- RECORDS SHOWN -
◆ ◆ ◆

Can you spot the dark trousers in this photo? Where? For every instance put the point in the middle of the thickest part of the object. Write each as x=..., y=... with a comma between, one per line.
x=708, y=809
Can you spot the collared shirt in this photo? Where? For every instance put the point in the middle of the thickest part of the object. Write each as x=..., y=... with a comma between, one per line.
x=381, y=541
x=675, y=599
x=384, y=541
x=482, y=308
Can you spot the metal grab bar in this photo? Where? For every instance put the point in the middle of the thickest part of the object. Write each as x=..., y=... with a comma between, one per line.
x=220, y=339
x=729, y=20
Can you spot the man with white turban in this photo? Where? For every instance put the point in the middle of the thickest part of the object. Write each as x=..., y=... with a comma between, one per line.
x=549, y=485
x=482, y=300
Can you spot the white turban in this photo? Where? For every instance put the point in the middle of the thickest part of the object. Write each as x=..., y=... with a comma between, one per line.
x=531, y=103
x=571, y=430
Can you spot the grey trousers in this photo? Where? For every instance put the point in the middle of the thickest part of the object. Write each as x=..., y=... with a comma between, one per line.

◆ ◆ ◆

- PROBLEM TO WORK ON -
From the line containing "Can you spot the man" to the final line of the data above, transcribe every line exactly and nothing more.

- OUTPUT FOR THIS EXERCISE -
Can you spot the man with white turban in this photo? Where? For every instance put the point in the middle of the thickest part of the object. Write each as x=..., y=... with a comma between, one per line.
x=549, y=485
x=482, y=300
Can you spot the white turban in this photo? Where? For every instance put the point in the middle of the thickest part of the object. Write each as x=..., y=... with a comma between, one per line.
x=531, y=103
x=571, y=430
Can you spot the grey trousers in this photo? Where? For every instance put the point in the middle of the thickest part of the object. Write each as x=..., y=... with a comma between, one per line.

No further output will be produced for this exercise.